Abstract
T-cell depleted hematopoietic stem cell transplants (HSCT) from HLA haplotypedisparate related donors are being increasingly used for the treatment of patients lacking an HLA-compatible related or unrelated donor. Acute and chronic graft versus host disease can be prevented without added prophylaxis if techniques achieving extensive T-cell depletion are employed. Improved conditioning regimens and transplants providing high doses of CD34+ cells have also insured consistent engraftment. However, these patients have a higher and more prolonged risk of serious viral infections than recipients of matched unmodified or T-cell depleted grafts.

(Records from a dataset)
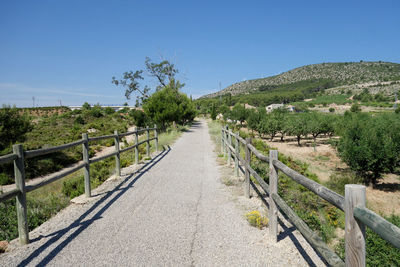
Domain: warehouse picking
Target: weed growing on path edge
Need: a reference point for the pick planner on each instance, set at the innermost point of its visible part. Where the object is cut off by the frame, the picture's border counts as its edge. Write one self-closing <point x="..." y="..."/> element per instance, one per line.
<point x="256" y="219"/>
<point x="46" y="201"/>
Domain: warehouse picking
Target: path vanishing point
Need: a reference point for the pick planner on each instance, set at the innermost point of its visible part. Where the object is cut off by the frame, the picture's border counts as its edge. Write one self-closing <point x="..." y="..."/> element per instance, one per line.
<point x="171" y="211"/>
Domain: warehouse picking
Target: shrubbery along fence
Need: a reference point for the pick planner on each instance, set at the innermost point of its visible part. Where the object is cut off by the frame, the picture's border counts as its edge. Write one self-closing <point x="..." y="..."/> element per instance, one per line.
<point x="19" y="155"/>
<point x="353" y="204"/>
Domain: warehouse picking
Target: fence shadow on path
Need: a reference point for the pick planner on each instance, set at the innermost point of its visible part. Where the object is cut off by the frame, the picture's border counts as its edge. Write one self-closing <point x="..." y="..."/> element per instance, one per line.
<point x="288" y="232"/>
<point x="80" y="224"/>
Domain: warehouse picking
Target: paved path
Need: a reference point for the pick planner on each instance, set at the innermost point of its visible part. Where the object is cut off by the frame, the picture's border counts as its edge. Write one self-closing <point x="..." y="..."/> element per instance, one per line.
<point x="173" y="212"/>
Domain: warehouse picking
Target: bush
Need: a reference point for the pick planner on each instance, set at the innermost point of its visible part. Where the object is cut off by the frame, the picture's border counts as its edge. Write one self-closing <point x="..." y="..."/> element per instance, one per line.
<point x="355" y="108"/>
<point x="13" y="126"/>
<point x="79" y="120"/>
<point x="169" y="105"/>
<point x="255" y="219"/>
<point x="371" y="145"/>
<point x="139" y="117"/>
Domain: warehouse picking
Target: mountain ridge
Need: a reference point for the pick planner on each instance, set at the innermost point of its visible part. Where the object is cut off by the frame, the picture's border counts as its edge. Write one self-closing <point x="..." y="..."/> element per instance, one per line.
<point x="338" y="73"/>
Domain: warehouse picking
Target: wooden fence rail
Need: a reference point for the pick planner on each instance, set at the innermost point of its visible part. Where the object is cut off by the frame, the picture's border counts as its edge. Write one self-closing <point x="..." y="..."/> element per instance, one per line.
<point x="19" y="155"/>
<point x="353" y="204"/>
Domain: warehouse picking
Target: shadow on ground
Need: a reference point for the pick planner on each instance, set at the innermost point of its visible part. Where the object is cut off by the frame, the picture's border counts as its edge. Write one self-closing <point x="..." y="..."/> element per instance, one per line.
<point x="81" y="224"/>
<point x="288" y="232"/>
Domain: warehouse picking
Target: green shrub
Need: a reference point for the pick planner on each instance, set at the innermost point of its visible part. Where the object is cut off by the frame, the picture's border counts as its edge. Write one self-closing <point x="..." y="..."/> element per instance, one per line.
<point x="74" y="187"/>
<point x="255" y="219"/>
<point x="79" y="120"/>
<point x="5" y="179"/>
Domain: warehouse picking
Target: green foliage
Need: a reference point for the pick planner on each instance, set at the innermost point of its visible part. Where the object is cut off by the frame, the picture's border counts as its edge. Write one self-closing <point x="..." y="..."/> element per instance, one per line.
<point x="297" y="125"/>
<point x="169" y="105"/>
<point x="86" y="106"/>
<point x="355" y="108"/>
<point x="13" y="126"/>
<point x="109" y="111"/>
<point x="79" y="120"/>
<point x="379" y="252"/>
<point x="139" y="117"/>
<point x="239" y="113"/>
<point x="255" y="219"/>
<point x="39" y="210"/>
<point x="99" y="172"/>
<point x="213" y="112"/>
<point x="371" y="145"/>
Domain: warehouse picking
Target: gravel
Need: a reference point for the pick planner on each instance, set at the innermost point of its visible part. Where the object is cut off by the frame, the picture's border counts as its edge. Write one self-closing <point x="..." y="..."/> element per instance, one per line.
<point x="171" y="211"/>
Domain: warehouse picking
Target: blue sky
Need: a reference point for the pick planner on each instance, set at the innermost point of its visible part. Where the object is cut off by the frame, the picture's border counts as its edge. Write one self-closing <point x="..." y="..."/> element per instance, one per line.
<point x="70" y="50"/>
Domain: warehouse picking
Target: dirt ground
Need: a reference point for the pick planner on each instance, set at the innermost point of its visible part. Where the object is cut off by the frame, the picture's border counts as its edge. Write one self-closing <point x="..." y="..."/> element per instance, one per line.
<point x="384" y="199"/>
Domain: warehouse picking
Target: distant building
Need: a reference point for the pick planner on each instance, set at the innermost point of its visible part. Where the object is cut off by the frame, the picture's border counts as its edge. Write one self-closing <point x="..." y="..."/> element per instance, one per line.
<point x="247" y="106"/>
<point x="116" y="108"/>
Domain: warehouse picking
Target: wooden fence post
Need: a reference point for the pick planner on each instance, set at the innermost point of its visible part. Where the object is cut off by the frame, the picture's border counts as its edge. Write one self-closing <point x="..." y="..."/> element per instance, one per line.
<point x="225" y="140"/>
<point x="148" y="142"/>
<point x="237" y="156"/>
<point x="117" y="157"/>
<point x="247" y="172"/>
<point x="273" y="189"/>
<point x="19" y="172"/>
<point x="156" y="136"/>
<point x="86" y="169"/>
<point x="354" y="229"/>
<point x="136" y="147"/>
<point x="229" y="148"/>
<point x="222" y="141"/>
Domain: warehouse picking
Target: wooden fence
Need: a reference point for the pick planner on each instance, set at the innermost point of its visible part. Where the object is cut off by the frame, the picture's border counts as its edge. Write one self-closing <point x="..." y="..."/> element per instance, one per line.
<point x="353" y="204"/>
<point x="19" y="155"/>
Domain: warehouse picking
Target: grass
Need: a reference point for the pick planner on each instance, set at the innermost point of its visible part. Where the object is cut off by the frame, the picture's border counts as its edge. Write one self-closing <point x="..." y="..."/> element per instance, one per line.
<point x="256" y="219"/>
<point x="46" y="201"/>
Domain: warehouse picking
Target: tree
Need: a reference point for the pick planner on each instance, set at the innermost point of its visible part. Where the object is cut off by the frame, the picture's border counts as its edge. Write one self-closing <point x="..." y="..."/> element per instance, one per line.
<point x="168" y="105"/>
<point x="13" y="126"/>
<point x="86" y="106"/>
<point x="297" y="125"/>
<point x="139" y="117"/>
<point x="164" y="72"/>
<point x="270" y="125"/>
<point x="213" y="111"/>
<point x="316" y="125"/>
<point x="371" y="145"/>
<point x="239" y="113"/>
<point x="355" y="108"/>
<point x="253" y="120"/>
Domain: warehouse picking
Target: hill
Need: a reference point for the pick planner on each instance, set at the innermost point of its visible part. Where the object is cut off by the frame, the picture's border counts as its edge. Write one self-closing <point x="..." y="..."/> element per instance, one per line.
<point x="324" y="75"/>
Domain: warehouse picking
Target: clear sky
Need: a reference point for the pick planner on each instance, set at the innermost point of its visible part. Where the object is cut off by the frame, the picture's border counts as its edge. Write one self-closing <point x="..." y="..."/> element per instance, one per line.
<point x="69" y="50"/>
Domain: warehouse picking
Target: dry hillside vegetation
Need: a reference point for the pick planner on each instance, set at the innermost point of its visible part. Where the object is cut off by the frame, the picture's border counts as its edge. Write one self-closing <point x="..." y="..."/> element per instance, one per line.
<point x="347" y="73"/>
<point x="383" y="199"/>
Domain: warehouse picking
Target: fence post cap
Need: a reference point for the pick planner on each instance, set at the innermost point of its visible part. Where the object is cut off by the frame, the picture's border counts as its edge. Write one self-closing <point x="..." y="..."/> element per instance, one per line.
<point x="355" y="186"/>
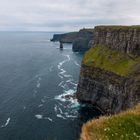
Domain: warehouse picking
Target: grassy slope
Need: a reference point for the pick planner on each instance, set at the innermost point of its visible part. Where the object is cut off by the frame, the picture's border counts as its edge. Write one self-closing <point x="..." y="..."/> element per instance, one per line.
<point x="116" y="27"/>
<point x="110" y="60"/>
<point x="124" y="126"/>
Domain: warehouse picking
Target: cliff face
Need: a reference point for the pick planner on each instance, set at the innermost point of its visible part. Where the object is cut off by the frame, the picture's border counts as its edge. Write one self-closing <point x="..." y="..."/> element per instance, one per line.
<point x="65" y="38"/>
<point x="81" y="41"/>
<point x="122" y="38"/>
<point x="110" y="74"/>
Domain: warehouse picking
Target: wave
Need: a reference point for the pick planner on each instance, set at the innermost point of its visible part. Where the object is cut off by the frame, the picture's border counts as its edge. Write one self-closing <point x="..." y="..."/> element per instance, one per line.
<point x="76" y="63"/>
<point x="48" y="118"/>
<point x="60" y="116"/>
<point x="7" y="122"/>
<point x="39" y="116"/>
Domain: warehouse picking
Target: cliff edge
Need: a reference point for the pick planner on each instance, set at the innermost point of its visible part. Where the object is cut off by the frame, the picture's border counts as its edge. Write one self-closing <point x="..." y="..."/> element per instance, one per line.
<point x="81" y="41"/>
<point x="110" y="72"/>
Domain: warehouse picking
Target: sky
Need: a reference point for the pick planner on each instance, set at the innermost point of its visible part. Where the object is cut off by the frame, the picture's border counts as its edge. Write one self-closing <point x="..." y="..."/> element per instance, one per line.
<point x="66" y="15"/>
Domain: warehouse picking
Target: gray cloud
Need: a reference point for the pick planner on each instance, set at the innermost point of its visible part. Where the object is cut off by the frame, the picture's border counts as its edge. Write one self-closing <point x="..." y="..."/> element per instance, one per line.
<point x="58" y="15"/>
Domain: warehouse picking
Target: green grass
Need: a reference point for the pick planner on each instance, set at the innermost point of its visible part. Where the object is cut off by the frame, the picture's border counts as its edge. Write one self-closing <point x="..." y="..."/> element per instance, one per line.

What to do » Please name the two things that, according to the abstract, have insured consistent engraftment. The listing has no connection to the abstract.

Final answer » Improved conditioning regimens and transplants providing high doses of CD34+ cells.